═════ Text ═════

5  Rigid Pavement Basics

Rigid pavements are so named because the pavement structure deflects very little under loading due to the high modulus of elasticity of their surface course.  A rigid pavement structure is typically composed of a PCC surface course built on top of either (1) the subgrade or (2) an underlying base course.  Because of its relative rigidity, the pavement structure distributes loads over a wide area with only one, or at most two, structural layers (see Figure 2.19).    

Figure 2.19: Rigid Pavement Load Distribution

This section describes the typical rigid pavement structure consisting of:

• Surface course.  This is the top layer, which consists of the PCC slab.  
• Base course.  This is the layer directly below the PCC layer and generally consists of aggregate or stabilized subgrade.
• Subbase course.  This is the layer (or layers) under the base layer.  A subbase is not always needed and therefore may often be omitted.

5.1  Basic Structural Elements

A typical rigid pavement structure (see Figure 2.20) consists of the surface course and the underlying base and subbase courses (if used).  The surface course (made of PCC) is the stiffest (as measured by resilient modulus) and provides the majority of strength.  The underlying layers are orders of magnitude less stiff but still make important contributions to pavement strength as well as drainage and frost protection. 

Figure 2.20: Basic Rigid Pavement Structure

5.1.1  Surface Course

The surface course is the layer in contact with traffic loads and is made of PCC.  It provides characteristics such as friction (see Figure 2.21), smoothness, noise control and drainage.  In addition, it serves as a waterproofing layer to the underlying base, subbase and subgrade.  The surface course can vary in thickness but is usually between 150 mm (6 inches) (for light loading) and 300 mm (12 inches) (for heavy loads and high traffic).  Figure 2.22 shows a 300 mm (12 inch) surface course.

Figure 2.21: PCC Surface	Figure 2.22: Rigid Pavement Slab (Surface Course) Thickness

5.1.2 Base Course

The base course is immediately beneath the surface course.  It provides (1) additional load distribution, (2) contributes to drainage and frost resistance, (3) uniform support to the pavement and (4) a stable platform for construction equipment (ACPA, 2001).  Bases also help prevent subgrade soil movement due to slab pumping.  Base courses are usually constructed out of:

1. Aggregate base.  A simple base course of crushed aggregate has been a common option since the early 1900s and is still appropriate in many situations today.

═════ Supplied records ═════

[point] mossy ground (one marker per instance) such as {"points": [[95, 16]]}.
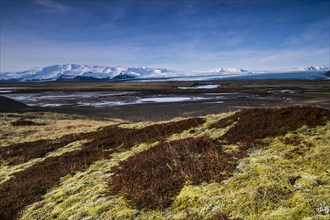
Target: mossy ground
{"points": [[288, 178]]}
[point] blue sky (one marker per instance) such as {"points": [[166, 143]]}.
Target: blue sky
{"points": [[177, 34]]}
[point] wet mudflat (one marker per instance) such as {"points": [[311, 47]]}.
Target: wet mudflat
{"points": [[139, 101]]}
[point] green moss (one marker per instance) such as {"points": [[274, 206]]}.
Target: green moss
{"points": [[280, 181]]}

═════

§ Requests:
1/ In the rigid pavement text, give the passage from "This section describes" to "often be omitted." again, substituting "portland cement concrete" for "PCC".
2/ Return every line of the records that contains the string "mossy".

§ Final results:
1/
This section describes the typical rigid pavement structure consisting of:

• Surface course.  This is the top layer, which consists of the portland cement concrete slab.  
• Base course.  This is the layer directly below the portland cement concrete layer and generally consists of aggregate or stabilized subgrade.
• Subbase course.  This is the layer (or layers) under the base layer.  A subbase is not always needed and therefore may often be omitted.

2/
[point] mossy ground (one marker per instance) such as {"points": [[95, 16]]}.
Target: mossy ground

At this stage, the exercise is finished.